§ Aim of the exercise:
Output all of the entries exactly as written.
** Begin Provided information **
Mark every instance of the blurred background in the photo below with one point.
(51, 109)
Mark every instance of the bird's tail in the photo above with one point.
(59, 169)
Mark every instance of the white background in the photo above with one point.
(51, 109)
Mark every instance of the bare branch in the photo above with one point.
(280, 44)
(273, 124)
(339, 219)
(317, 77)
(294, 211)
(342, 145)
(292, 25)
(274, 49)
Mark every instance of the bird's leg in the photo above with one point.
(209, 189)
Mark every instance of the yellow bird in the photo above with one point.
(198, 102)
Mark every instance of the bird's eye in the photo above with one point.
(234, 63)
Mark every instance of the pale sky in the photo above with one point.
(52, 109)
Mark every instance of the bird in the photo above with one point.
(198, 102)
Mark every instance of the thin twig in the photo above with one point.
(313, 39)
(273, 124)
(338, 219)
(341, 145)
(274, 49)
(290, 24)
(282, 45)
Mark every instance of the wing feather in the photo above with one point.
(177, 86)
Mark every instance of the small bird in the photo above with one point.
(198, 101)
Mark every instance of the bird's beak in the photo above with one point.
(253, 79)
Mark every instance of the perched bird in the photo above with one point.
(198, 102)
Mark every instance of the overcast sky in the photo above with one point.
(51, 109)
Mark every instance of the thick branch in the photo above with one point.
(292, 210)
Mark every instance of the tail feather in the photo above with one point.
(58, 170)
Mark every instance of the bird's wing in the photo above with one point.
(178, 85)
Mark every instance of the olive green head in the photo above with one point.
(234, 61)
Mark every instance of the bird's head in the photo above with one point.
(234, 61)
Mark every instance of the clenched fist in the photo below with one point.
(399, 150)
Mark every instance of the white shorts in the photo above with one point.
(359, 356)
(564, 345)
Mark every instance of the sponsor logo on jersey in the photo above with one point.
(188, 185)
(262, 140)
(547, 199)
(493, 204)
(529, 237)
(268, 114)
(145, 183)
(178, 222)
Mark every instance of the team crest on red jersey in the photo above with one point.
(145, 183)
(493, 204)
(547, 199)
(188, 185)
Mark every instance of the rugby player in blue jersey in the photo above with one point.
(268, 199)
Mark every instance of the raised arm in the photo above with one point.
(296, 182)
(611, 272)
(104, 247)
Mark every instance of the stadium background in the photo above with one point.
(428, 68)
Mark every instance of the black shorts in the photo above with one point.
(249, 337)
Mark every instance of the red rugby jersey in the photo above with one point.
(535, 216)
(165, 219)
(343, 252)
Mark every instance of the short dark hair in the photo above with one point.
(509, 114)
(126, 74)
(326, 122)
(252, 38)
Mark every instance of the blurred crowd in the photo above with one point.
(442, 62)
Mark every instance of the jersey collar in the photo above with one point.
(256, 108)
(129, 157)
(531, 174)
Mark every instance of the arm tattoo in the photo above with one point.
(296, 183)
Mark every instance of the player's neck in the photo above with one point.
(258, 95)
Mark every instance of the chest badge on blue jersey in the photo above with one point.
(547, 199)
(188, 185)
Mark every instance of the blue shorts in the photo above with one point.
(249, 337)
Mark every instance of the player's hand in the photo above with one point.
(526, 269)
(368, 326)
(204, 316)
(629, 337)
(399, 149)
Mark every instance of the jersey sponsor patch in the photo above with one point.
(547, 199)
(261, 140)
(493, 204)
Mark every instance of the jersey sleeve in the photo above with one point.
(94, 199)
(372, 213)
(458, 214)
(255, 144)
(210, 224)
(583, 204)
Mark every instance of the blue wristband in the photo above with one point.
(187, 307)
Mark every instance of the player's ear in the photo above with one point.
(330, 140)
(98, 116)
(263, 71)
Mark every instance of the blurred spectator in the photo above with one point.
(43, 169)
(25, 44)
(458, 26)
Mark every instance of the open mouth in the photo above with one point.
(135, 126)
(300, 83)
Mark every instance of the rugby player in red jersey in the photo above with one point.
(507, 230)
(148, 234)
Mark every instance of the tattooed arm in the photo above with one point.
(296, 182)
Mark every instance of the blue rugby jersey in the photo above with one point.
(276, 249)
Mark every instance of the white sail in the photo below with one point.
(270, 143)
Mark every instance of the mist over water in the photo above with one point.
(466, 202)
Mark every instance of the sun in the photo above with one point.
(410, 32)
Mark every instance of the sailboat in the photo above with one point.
** End Provided information **
§ Task output:
Mark every instance of the blurred background in the photo below with one point.
(51, 109)
Mark every instance of the bird's tail in the photo above with one point.
(59, 169)
Mark every instance of the white background in the photo above with one point.
(51, 109)
Mark every instance of the bare branch in the photo above with one point.
(280, 44)
(273, 124)
(339, 219)
(317, 77)
(294, 211)
(342, 145)
(292, 25)
(274, 49)
Mark every instance of the bird's leg in the photo above with one point.
(209, 189)
Mark every instance of the yellow bird in the photo above with one point.
(198, 102)
Mark every instance of the bird's eye in the photo above with one point.
(234, 63)
Mark every instance of the pale sky in the photo above with one point.
(52, 109)
Mark every instance of the bird in the photo above with one point.
(198, 102)
Mark every instance of the thin twig in the photo above with one point.
(313, 39)
(273, 124)
(338, 219)
(341, 145)
(274, 49)
(290, 24)
(282, 45)
Mark every instance of the wing feather in the photo above with one point.
(177, 86)
Mark every instance of the small bird in the photo above with one point.
(198, 101)
Mark every instance of the bird's beak in the photo above with one point.
(253, 79)
Mark every instance of the perched bird in the photo above with one point.
(198, 102)
Mark every instance of the overcast sky in the photo above with one point.
(51, 109)
Mark every instance of the thick branch in the photo above with one point.
(292, 210)
Mark every instance of the tail feather in the photo above with one point.
(58, 170)
Mark every instance of the bird's wing in the photo above with one point.
(178, 85)
Mark every instance of the olive green head in the photo above with one point.
(234, 61)
Mark every instance of the bird's head in the photo above with one point.
(234, 61)
Mark every instance of the clenched fist in the photo below with one point.
(399, 150)
Mark every instance of the white shorts in the photo above with one point.
(359, 356)
(564, 345)
Mark every instance of the sponsor logo on jersey in the photo above with one point.
(188, 185)
(262, 140)
(547, 199)
(493, 204)
(529, 237)
(268, 114)
(145, 183)
(178, 222)
Mark every instance of the team crest on red jersey in the photo above with one point.
(145, 183)
(493, 204)
(547, 199)
(188, 185)
Mark every instance of the rugby player in blue jersey in the photo above with one point.
(268, 199)
Mark every instance of the raised arm in the photo above with one point.
(296, 182)
(611, 272)
(104, 247)
Mark every instance of the stadium background in the photo above with one point.
(428, 68)
Mark every instance of the black shorts in the photo above with one point.
(249, 337)
Mark every instance of the red rugby jersey in the photo above with one point.
(535, 216)
(165, 219)
(343, 252)
Mark every instance of the short dark hair in the photo above with one point.
(509, 114)
(126, 74)
(326, 122)
(252, 38)
Mark every instance of the blurred crowd in the photo above with one point.
(442, 62)
Mark every instance of the jersey collar in the photo above with one point.
(256, 108)
(129, 157)
(531, 174)
Mark every instance of the arm tattoo in the photo above with one point.
(296, 183)
Mark every instance of the player's neck in the photo above with one point.
(258, 95)
Mark every instance of the chest badge on blue jersey in the photo above with one point.
(547, 199)
(188, 185)
Mark every instance of the blue shorts in the photo above with one point.
(249, 337)
Mark every instance of the player's hand in the photo above with one point.
(526, 269)
(368, 326)
(204, 316)
(629, 337)
(399, 149)
Mark every instance of the jersey sponsor patch in the photo above with one point.
(547, 199)
(261, 140)
(493, 204)
Mark every instance of the jersey sleeve in the photo above with one point.
(94, 199)
(372, 213)
(458, 214)
(255, 144)
(210, 224)
(583, 204)
Mark every instance of the blue wristband in the photo above with one point.
(187, 307)
Mark every instance of the player's ear in the photo above with one point.
(330, 140)
(98, 116)
(263, 71)
Mark every instance of the blurred spectator in the photo above with one point.
(43, 169)
(25, 44)
(458, 26)
Mark every instance of the open mouth in the photo above with one point.
(135, 126)
(300, 83)
Mark every instance of the rugby player in red jersey in the photo above with one point.
(507, 230)
(148, 234)
Mark every instance of the tattooed arm in the photo above with one point.
(296, 182)
Mark every instance of the blue rugby jersey in the photo above with one point.
(276, 249)
Mark every instance of the white sail in the photo below with one point.
(270, 143)
Mark every instance of the mist over water in the photo above with one point.
(466, 202)
Mark every instance of the sun in the photo above with one point.
(410, 32)
Mark every instance of the sailboat in the photo above with one point.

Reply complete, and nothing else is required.